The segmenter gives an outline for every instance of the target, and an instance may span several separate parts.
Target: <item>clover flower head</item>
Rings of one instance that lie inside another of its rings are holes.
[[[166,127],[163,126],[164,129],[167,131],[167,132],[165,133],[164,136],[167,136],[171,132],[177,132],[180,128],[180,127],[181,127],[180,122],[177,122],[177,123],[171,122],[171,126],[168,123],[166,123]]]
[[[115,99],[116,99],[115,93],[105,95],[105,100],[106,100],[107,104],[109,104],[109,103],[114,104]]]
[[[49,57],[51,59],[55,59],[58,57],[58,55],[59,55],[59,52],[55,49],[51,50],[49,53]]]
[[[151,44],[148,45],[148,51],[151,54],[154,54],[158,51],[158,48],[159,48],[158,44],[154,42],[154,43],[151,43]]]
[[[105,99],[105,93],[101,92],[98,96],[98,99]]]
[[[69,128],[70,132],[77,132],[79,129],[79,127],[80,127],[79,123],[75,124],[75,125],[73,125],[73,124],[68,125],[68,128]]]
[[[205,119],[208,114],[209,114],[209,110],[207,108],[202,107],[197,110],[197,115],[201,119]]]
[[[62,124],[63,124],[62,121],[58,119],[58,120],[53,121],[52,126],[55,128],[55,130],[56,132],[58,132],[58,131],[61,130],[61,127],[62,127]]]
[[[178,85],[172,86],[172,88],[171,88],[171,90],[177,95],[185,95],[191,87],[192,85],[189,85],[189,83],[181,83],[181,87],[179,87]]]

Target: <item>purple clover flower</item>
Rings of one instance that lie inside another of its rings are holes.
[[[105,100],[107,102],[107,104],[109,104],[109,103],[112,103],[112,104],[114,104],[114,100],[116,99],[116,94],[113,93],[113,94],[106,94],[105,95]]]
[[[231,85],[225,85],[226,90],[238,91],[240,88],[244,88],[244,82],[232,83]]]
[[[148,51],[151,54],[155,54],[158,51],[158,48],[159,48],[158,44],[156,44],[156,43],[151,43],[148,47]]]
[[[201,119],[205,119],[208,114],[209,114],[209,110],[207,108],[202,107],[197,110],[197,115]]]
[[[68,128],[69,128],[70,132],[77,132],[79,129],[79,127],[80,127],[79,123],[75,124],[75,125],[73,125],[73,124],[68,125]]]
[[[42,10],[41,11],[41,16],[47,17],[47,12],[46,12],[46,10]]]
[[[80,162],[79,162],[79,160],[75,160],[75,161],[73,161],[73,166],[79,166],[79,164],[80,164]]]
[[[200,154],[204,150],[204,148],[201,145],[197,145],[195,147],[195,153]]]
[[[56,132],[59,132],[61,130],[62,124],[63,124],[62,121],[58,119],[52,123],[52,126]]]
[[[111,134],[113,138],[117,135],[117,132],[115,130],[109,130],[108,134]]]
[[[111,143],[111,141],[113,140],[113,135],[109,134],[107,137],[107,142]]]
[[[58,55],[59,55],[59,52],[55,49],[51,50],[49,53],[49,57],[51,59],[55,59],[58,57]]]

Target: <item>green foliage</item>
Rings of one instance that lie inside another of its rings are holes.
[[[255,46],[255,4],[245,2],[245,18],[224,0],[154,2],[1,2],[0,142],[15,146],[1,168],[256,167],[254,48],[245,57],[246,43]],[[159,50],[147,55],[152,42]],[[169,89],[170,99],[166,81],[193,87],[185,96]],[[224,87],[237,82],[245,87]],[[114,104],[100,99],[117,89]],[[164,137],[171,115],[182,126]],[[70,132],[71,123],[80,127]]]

* * * * * * *

• **Problem requirements**:
Provide all the records again, word for word.

• **Answer for the task**:
The segmenter gives an outline for every instance of the target, and an instance may span several separate parts.
Target: <item>clover flower head</item>
Rings of one instance that lie inside another of its rings are holes.
[[[166,127],[163,126],[164,129],[167,131],[167,132],[165,133],[164,136],[167,136],[171,132],[177,132],[180,128],[180,127],[181,127],[180,122],[177,122],[177,123],[171,122],[171,126],[168,123],[166,123]]]
[[[115,99],[116,99],[115,93],[105,95],[105,100],[106,100],[107,104],[109,104],[109,103],[114,104]]]
[[[49,57],[51,59],[55,59],[58,57],[58,55],[59,55],[59,52],[55,49],[51,50],[49,53]]]
[[[151,44],[148,45],[148,51],[151,54],[154,54],[158,51],[158,48],[159,48],[158,44],[154,42],[154,43],[151,43]]]
[[[105,99],[105,93],[101,92],[98,96],[98,99]]]
[[[69,128],[70,132],[77,132],[79,129],[79,127],[80,127],[79,123],[75,124],[75,125],[73,125],[73,124],[68,125],[68,128]]]
[[[205,119],[208,114],[209,114],[209,110],[207,108],[202,107],[197,110],[197,115],[201,119]]]
[[[62,124],[63,124],[62,121],[58,119],[58,120],[53,121],[52,126],[55,128],[55,130],[56,132],[58,132],[58,131],[61,130],[61,127],[62,127]]]
[[[178,85],[172,86],[172,88],[171,88],[171,90],[177,95],[185,95],[191,87],[192,85],[189,85],[189,83],[181,83],[181,87],[179,87]]]

Target: <item>purple clover flower</item>
Rings of one instance that lie inside another of its rings are holes.
[[[105,100],[107,102],[107,104],[109,104],[109,103],[112,103],[112,104],[114,104],[114,100],[116,99],[116,94],[113,93],[113,94],[106,94],[105,95]]]
[[[231,85],[225,85],[226,90],[238,91],[240,88],[244,88],[244,82],[232,83]]]
[[[148,51],[151,54],[155,54],[158,51],[158,48],[159,48],[158,44],[156,44],[156,43],[151,43],[148,47]]]
[[[201,119],[205,119],[208,114],[209,114],[209,110],[207,108],[202,107],[197,110],[197,115]]]
[[[68,128],[69,128],[70,132],[77,132],[79,129],[79,127],[80,127],[79,123],[75,124],[75,125],[73,125],[73,124],[68,125]]]
[[[42,10],[41,11],[41,16],[47,17],[47,12],[46,12],[46,10]]]
[[[80,162],[79,162],[79,160],[75,160],[75,161],[73,161],[73,166],[79,166],[79,164],[80,164]]]
[[[200,154],[204,150],[204,148],[201,145],[197,145],[195,147],[195,153]]]
[[[56,132],[59,132],[61,130],[62,124],[63,124],[62,121],[58,119],[52,123],[52,126]]]
[[[111,134],[113,138],[117,135],[117,132],[115,130],[109,130],[108,134]]]
[[[111,143],[111,141],[113,140],[113,135],[109,134],[107,137],[107,142]]]
[[[58,55],[59,55],[59,52],[55,49],[51,50],[49,53],[49,57],[51,59],[55,59],[58,57]]]

Target: <item>green foliage</item>
Rings of one instance that lie inside another of its rings are holes.
[[[255,46],[255,4],[245,2],[245,18],[224,0],[154,2],[1,2],[0,142],[15,146],[1,168],[256,167],[254,48],[245,57],[246,43]],[[159,50],[147,55],[152,42]],[[169,89],[170,99],[166,81],[193,87],[185,96]],[[224,87],[237,82],[245,87]],[[114,104],[100,99],[117,89]],[[164,137],[171,115],[182,126]],[[70,132],[71,123],[80,127]]]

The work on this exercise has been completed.